**Exercise**
Lines outside the range are not wanted. Give again exactly the lines between the line holding "34L245 25L233 29V35L238" and the line holding "box: [0, 0, 29, 107]", inclusive, from the listing below.

**Raw data**
##########

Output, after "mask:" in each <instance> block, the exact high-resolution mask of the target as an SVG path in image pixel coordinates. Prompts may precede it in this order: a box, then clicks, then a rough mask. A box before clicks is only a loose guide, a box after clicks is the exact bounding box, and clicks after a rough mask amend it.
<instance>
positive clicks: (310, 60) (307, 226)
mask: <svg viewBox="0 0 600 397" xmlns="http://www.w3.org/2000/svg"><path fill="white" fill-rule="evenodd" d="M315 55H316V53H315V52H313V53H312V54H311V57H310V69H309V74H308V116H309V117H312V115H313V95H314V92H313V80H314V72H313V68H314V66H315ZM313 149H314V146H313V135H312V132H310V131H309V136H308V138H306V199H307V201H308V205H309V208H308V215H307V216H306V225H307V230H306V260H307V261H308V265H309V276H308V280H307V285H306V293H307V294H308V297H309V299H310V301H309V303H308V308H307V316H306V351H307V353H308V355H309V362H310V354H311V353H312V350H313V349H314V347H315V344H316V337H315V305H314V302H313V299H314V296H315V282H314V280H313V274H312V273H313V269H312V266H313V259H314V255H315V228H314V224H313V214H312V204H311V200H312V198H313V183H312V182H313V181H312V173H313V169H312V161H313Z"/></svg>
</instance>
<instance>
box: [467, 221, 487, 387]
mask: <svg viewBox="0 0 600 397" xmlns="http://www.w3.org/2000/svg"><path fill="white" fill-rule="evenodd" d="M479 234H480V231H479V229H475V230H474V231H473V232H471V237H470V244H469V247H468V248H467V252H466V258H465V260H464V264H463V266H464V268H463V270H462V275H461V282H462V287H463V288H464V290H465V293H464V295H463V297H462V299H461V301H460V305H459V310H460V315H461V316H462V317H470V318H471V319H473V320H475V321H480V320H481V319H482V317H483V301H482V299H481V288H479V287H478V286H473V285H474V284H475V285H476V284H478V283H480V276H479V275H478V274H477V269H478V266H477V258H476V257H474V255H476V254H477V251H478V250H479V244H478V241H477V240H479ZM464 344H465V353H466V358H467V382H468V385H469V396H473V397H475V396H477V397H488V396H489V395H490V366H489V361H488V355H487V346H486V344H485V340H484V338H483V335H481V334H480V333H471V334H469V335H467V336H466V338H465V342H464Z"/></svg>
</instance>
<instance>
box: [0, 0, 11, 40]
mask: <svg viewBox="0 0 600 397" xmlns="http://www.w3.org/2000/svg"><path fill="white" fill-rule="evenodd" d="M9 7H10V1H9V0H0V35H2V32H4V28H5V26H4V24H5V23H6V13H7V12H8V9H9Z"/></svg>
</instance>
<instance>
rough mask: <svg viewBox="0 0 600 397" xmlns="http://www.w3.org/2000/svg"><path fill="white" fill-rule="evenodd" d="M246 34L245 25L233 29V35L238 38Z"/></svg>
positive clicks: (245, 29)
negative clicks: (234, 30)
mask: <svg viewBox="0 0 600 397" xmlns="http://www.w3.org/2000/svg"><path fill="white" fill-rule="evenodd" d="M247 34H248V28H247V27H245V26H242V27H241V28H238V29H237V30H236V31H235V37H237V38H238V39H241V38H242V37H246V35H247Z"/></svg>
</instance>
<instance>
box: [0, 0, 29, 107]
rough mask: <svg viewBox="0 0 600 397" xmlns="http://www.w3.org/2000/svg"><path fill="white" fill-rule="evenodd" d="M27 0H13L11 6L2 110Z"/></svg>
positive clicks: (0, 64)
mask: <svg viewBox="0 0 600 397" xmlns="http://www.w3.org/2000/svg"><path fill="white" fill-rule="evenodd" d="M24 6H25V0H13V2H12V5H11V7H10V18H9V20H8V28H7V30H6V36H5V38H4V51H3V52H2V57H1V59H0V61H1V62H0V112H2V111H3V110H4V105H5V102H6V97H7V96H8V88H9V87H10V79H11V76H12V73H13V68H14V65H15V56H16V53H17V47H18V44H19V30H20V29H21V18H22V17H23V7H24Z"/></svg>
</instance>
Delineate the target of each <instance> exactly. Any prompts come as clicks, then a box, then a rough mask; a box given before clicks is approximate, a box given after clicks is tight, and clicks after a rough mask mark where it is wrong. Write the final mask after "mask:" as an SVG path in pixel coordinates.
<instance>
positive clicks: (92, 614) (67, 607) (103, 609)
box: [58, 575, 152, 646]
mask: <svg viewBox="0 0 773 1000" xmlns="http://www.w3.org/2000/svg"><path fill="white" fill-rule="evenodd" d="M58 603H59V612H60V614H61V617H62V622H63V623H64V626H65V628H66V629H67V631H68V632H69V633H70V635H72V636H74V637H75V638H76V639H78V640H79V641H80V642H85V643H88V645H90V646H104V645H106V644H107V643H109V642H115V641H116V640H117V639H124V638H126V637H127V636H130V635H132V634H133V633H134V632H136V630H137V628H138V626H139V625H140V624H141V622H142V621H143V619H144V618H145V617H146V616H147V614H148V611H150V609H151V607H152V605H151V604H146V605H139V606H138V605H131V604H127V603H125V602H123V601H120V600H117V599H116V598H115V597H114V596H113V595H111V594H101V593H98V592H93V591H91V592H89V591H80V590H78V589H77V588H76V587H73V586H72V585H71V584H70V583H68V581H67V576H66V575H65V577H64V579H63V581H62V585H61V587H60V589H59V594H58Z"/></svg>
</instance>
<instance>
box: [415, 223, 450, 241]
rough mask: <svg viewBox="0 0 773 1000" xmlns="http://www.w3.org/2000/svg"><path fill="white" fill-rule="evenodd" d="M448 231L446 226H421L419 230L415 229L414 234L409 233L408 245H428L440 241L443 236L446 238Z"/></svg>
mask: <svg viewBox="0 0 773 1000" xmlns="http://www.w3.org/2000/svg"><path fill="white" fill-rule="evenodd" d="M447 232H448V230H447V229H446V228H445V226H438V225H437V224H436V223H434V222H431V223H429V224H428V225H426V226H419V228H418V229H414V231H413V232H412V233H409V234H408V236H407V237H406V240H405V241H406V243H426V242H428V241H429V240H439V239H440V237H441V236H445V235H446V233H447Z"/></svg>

##########

**Exercise result**
rough mask: <svg viewBox="0 0 600 397" xmlns="http://www.w3.org/2000/svg"><path fill="white" fill-rule="evenodd" d="M246 34L245 25L233 29V35L238 38Z"/></svg>
positive clicks: (245, 29)
negative clicks: (234, 30)
mask: <svg viewBox="0 0 600 397" xmlns="http://www.w3.org/2000/svg"><path fill="white" fill-rule="evenodd" d="M247 34H248V28H247V27H245V26H242V27H241V28H238V29H237V30H236V31H235V37H237V38H238V39H241V38H242V37H246V35H247Z"/></svg>
</instance>
<instance>
box: [0, 0, 29, 107]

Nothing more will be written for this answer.